Joseph A. Boyd Jr. (November 16, 1916 – October 26, 2007) was a politician and a jurist in Florida. He was the 59th Justice of the Florida Supreme Court and later served as its Chief Justice.

==Career==
Boyd came to Florida in 1939. He served in the United States Marine Corps during World War II and later graduated from the University of Miami School of Law in 1948.

He then became the City Attorney for Hialeah, Florida. He was elected to the Dade County Commission in 1958 and was re-elected in 1962 and 1965. He served as chairman of the commission and vice mayor of Dade County. Justice Boyd served 18 years on the Florida Supreme Court through 1987. He was chief justice from mid-1984 through mid-1986.

==Reprimand==
Boyd was reprimanded by his fellow justices in the mid-1970s for accepting a secret draft opinion from utility company lawyers. The Florida House of Representatives also investigated but declined to impeach him in 1975, after he agreed to take a psychiatric exam. He is famous for later boasting that he was the only officeholder in Tallahassee to be certified sane.
◇ ◇ ◇
USING THE INFORMATION
[1] Answer these from the Boyd biography:
(a) In what year did Boyd graduate from the University of Miami School of Law?
(b) For how many years did he serve on the Florida Supreme Court?
(c) In what year did the Florida House of Representatives decline to impeach him?
[2] Please continue the Boyd biography from the point where it stops.
The entries that come after the Boyd biography are separate material.
◇ ◇ ◇
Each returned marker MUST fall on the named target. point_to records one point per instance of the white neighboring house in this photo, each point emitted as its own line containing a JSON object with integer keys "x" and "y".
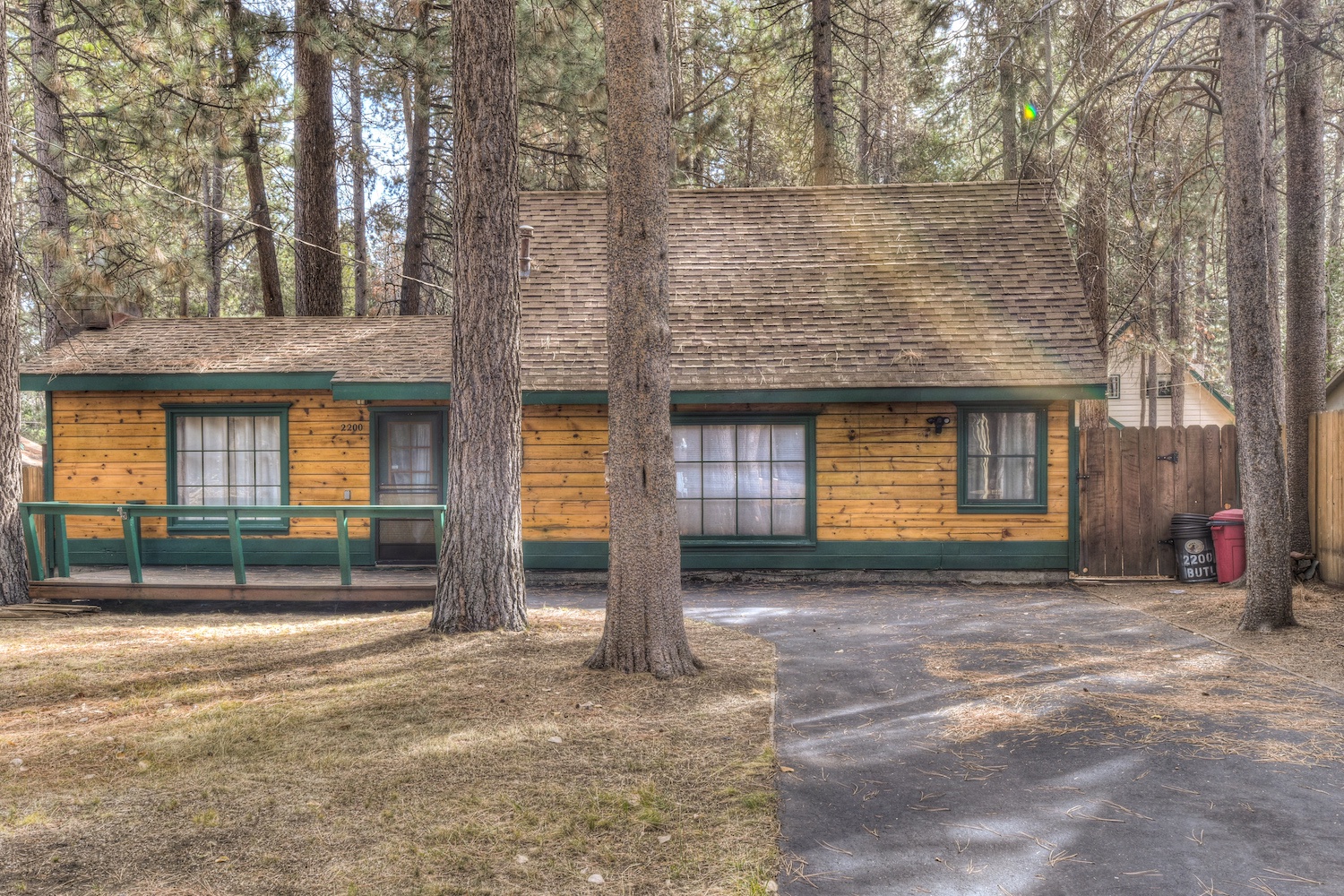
{"x": 1335, "y": 392}
{"x": 1204, "y": 405}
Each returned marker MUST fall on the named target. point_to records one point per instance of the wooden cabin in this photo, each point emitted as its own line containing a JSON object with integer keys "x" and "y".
{"x": 863, "y": 378}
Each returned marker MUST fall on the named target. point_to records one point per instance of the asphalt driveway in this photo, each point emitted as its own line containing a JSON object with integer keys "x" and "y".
{"x": 967, "y": 740}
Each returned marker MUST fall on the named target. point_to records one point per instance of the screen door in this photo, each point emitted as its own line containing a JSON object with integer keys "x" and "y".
{"x": 410, "y": 470}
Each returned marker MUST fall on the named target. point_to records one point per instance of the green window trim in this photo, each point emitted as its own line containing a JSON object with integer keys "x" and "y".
{"x": 712, "y": 543}
{"x": 174, "y": 411}
{"x": 1042, "y": 503}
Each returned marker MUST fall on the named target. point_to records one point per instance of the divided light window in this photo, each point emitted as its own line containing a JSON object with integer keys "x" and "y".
{"x": 742, "y": 479}
{"x": 1002, "y": 460}
{"x": 228, "y": 457}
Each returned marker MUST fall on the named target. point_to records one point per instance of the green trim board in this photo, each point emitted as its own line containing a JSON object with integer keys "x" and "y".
{"x": 209, "y": 551}
{"x": 809, "y": 429}
{"x": 174, "y": 411}
{"x": 1042, "y": 501}
{"x": 443, "y": 392}
{"x": 593, "y": 555}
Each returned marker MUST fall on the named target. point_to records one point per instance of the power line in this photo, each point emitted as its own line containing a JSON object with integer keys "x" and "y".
{"x": 223, "y": 211}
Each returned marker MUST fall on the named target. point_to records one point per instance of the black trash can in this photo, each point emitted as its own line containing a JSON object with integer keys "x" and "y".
{"x": 1193, "y": 541}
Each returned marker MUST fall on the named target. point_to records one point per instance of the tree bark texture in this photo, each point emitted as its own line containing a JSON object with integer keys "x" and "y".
{"x": 13, "y": 567}
{"x": 644, "y": 627}
{"x": 53, "y": 198}
{"x": 1008, "y": 99}
{"x": 358, "y": 163}
{"x": 317, "y": 271}
{"x": 480, "y": 575}
{"x": 1254, "y": 352}
{"x": 212, "y": 187}
{"x": 1304, "y": 375}
{"x": 258, "y": 207}
{"x": 1176, "y": 330}
{"x": 825, "y": 164}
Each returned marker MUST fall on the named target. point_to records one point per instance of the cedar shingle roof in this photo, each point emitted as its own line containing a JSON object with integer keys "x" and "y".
{"x": 814, "y": 288}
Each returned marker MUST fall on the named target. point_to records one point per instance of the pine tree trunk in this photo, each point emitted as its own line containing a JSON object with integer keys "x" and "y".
{"x": 317, "y": 271}
{"x": 644, "y": 627}
{"x": 1007, "y": 97}
{"x": 825, "y": 166}
{"x": 263, "y": 233}
{"x": 358, "y": 163}
{"x": 1254, "y": 352}
{"x": 1176, "y": 330}
{"x": 214, "y": 234}
{"x": 1304, "y": 375}
{"x": 53, "y": 198}
{"x": 13, "y": 567}
{"x": 480, "y": 573}
{"x": 417, "y": 203}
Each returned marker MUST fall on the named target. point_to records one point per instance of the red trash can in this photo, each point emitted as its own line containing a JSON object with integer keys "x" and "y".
{"x": 1228, "y": 530}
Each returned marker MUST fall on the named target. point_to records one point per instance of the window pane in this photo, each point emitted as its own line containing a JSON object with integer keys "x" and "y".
{"x": 753, "y": 479}
{"x": 688, "y": 517}
{"x": 790, "y": 479}
{"x": 790, "y": 444}
{"x": 753, "y": 517}
{"x": 268, "y": 469}
{"x": 685, "y": 443}
{"x": 188, "y": 433}
{"x": 790, "y": 517}
{"x": 754, "y": 443}
{"x": 217, "y": 468}
{"x": 239, "y": 435}
{"x": 719, "y": 479}
{"x": 720, "y": 517}
{"x": 242, "y": 466}
{"x": 1016, "y": 435}
{"x": 268, "y": 433}
{"x": 214, "y": 432}
{"x": 688, "y": 481}
{"x": 718, "y": 443}
{"x": 1002, "y": 478}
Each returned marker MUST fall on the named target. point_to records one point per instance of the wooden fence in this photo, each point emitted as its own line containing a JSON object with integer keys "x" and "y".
{"x": 1325, "y": 492}
{"x": 1132, "y": 481}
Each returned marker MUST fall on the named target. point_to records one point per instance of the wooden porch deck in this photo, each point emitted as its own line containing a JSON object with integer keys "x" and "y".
{"x": 403, "y": 584}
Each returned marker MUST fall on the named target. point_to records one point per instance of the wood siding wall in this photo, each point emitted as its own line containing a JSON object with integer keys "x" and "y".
{"x": 110, "y": 447}
{"x": 1327, "y": 493}
{"x": 882, "y": 473}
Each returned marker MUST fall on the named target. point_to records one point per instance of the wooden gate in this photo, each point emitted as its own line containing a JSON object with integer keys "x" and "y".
{"x": 1132, "y": 481}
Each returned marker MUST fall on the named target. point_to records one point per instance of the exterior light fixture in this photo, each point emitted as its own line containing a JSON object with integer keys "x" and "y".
{"x": 524, "y": 252}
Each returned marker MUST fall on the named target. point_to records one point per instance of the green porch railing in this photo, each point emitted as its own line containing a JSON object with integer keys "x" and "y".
{"x": 233, "y": 517}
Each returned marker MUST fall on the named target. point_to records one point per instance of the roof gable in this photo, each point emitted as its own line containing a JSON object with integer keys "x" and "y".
{"x": 953, "y": 285}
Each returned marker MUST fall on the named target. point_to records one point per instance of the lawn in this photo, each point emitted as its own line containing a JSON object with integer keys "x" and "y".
{"x": 355, "y": 753}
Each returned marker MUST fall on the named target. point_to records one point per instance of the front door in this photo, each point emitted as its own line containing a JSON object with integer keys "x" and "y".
{"x": 410, "y": 470}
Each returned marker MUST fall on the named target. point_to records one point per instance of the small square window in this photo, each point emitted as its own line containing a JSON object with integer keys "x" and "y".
{"x": 744, "y": 479}
{"x": 228, "y": 457}
{"x": 1002, "y": 460}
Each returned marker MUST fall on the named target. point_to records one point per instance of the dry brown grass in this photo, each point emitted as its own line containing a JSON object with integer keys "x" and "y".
{"x": 1314, "y": 650}
{"x": 1202, "y": 699}
{"x": 358, "y": 754}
◇ ◇ ◇
RESPONSES PER TASK
[1]
(a) 1948
(b) 18 years
(c) 1975

[2]
==Legacy==
When he retired, Boyd said he would like most to be remembered for his dissents to opinions that later were overturned by the U.S. Supreme Court. One of those cases was when he disagreed with the majority of the justices who ordered the Miami Herald to give equal access on its editorial pages to a political candidate. The federal justices, though, agreed with Boyd and ruled that would violate the First Amendment's freedom of the press protections.

He also once used Biblical logic in dissenting from a ruling that upheld Florida's vagrancy law. Boyd later said he believed that if Jerusalem had such a law, all the prophets, Old and New Testament, would have been jailed. The U.S. Supreme Court again agreed with him and struck down the vagrancy law.